**What you have to do:**
Quote the whole listing verbatim.
-- START OF Task data --
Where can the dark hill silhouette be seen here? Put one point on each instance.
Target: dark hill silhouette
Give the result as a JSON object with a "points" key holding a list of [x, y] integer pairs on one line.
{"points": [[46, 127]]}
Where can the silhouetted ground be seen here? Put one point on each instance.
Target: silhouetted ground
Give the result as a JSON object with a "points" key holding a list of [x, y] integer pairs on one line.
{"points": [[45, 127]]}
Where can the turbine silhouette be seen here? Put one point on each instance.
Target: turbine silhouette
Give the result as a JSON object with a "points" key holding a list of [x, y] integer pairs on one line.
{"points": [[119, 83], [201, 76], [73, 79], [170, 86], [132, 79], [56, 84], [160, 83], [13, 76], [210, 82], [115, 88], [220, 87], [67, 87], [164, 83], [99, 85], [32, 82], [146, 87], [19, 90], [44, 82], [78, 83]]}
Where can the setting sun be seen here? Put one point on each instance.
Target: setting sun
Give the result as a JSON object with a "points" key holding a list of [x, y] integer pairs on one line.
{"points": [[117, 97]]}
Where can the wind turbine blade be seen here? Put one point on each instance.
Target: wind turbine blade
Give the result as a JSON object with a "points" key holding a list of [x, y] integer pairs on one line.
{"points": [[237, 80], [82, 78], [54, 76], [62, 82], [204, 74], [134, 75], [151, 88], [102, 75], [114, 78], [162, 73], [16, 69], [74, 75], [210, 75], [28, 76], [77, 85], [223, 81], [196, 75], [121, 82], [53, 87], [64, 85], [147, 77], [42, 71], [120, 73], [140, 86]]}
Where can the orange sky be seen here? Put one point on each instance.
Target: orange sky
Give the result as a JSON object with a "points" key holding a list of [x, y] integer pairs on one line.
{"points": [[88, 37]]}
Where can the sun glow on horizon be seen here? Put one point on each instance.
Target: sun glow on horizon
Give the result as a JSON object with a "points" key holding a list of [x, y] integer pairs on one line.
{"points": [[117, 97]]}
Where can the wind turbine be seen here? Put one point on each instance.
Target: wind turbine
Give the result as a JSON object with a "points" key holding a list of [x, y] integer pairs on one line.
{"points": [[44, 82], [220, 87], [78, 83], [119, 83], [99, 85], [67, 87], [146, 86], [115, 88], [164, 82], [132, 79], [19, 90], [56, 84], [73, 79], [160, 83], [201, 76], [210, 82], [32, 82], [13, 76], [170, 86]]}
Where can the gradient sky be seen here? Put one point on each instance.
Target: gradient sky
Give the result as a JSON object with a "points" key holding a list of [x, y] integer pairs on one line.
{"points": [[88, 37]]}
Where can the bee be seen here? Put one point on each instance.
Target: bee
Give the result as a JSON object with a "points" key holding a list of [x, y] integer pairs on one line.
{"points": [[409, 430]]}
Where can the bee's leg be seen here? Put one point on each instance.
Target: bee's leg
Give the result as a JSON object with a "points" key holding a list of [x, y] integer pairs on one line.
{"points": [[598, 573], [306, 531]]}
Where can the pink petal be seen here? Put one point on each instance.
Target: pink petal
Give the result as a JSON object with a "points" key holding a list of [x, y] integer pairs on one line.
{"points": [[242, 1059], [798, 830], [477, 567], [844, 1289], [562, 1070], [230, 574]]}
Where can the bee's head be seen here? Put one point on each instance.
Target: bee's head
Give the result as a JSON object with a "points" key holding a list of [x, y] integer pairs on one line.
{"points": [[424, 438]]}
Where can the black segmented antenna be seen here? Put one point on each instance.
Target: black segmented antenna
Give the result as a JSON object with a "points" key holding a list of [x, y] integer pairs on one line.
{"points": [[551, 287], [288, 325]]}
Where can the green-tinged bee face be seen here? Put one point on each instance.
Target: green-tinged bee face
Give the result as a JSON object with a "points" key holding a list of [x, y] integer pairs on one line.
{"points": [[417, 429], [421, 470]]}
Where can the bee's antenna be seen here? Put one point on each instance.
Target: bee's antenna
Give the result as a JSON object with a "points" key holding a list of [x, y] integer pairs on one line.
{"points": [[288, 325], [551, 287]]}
-- END OF Task data --
**Complete response:**
Where can the dark hill silhouette be seen here? Put one point on each instance.
Target: dark hill silhouette
Give the result as a JSON object with a "points" key holding a list of [x, y] integer pairs on one line.
{"points": [[46, 127]]}
Where can the silhouetted ground be seen here? Put one point on each instance.
Target: silhouetted ground
Give the result as a JSON object with a "points" key holding a list of [x, y] integer pairs on one line.
{"points": [[45, 127]]}
Where can the turbine silhouette be seen here? Put one point on each instance.
Target: turbine silhouette
Give the result as a JSON object with a "points" key holding a list of [x, y] integer pairs on one line.
{"points": [[119, 83], [201, 76], [73, 79], [170, 86], [132, 79], [56, 84], [160, 83], [13, 76], [210, 82], [115, 88], [220, 87], [67, 87], [164, 83], [99, 85], [32, 82], [146, 87], [19, 90], [44, 82], [78, 83]]}
Where can the setting sun be seen here? Put one point on each instance.
Target: setting sun
Give the result as a JSON object with a "points" key holding a list of [x, y] integer pairs on one line.
{"points": [[117, 97]]}
Where can the wind turbine blade be seen here? Put one point on each instance.
Target: wind turbine blade
Give the result as a JSON object with a "points" key holding a list of [x, y] integer pairs on one line.
{"points": [[237, 80], [82, 78], [54, 76], [62, 82], [204, 74], [134, 75], [151, 88], [102, 75], [114, 78], [162, 73], [16, 69], [74, 75], [210, 75], [28, 76], [77, 85], [223, 81], [196, 75], [121, 82], [53, 87], [64, 85], [147, 77], [42, 71], [120, 73], [140, 86]]}
Where can the orange sky be seen here? Put one point on each instance.
Target: orange sky
Give the result as a JSON object with a "points" key holding a list of [x, y] integer pairs on one line.
{"points": [[88, 37]]}
Where can the sun glow on horizon be seen here? Put one point on each instance.
Target: sun glow on horizon
Give the result as a JSON object with a "points" key holding a list of [x, y] integer pairs on one line.
{"points": [[117, 97]]}
Where can the wind turbine be seen here? Put one point on each instance.
Target: wind turbine
Give the result as a JSON object with a "points" key holding a list of [x, y] integer pairs on one line.
{"points": [[44, 82], [220, 87], [78, 83], [119, 83], [99, 85], [67, 87], [146, 86], [115, 88], [164, 82], [132, 79], [19, 90], [56, 84], [73, 79], [160, 83], [201, 76], [210, 82], [32, 82], [13, 76], [170, 86]]}
Where can the gradient sky be seen here? Put one point on each instance.
Target: gradient sky
Give the result as a JSON object with a "points" key holding a list of [x, y] integer pairs on one line.
{"points": [[88, 37]]}
Where can the bee be seen here? Put one point on each instance.
Target: bee
Give the result as a JSON object with a "points" key holding a list of [x, y] integer pairs on one line.
{"points": [[409, 430]]}
Where can the bee's leg be seen here? Put one point on each instance.
Target: bee's leg
Give the result as a JSON object with a "points" key holding a list of [x, y] integer pairs on one line.
{"points": [[598, 573], [306, 531]]}
Where can the pink petal be seen here? Put one point on each instance.
Target: pink petal
Give the result as a JSON object with a "points" key holding a list of [x, y] integer pairs on one line.
{"points": [[242, 1059], [798, 830], [477, 567], [844, 1289], [562, 1070], [230, 574]]}
Where can the bee's head be seen here? Put one point on each instance.
Target: bee's head
Give the result as a JSON object with a "points" key holding a list of [x, y] integer pairs on one line.
{"points": [[424, 438]]}
Where can the black segmented antenna be seen here? Put one point on each instance.
Target: black segmented antenna
Give the result as a JSON object with a "points" key holding a list of [x, y] integer pairs on one line.
{"points": [[551, 287], [288, 325]]}
Where can the green-tinged bee face be seen here? Put one point on each instance.
Target: green-tinged bee face
Give the result as a JSON object with a "points" key holding a list of [x, y] integer pairs on one line.
{"points": [[417, 429], [421, 470]]}
Where can the bee's antenna be seen here? Put one point on each instance.
Target: bee's antenna
Give the result as a JSON object with a "points" key holding a list of [x, y] integer pairs on one line.
{"points": [[288, 325], [551, 287]]}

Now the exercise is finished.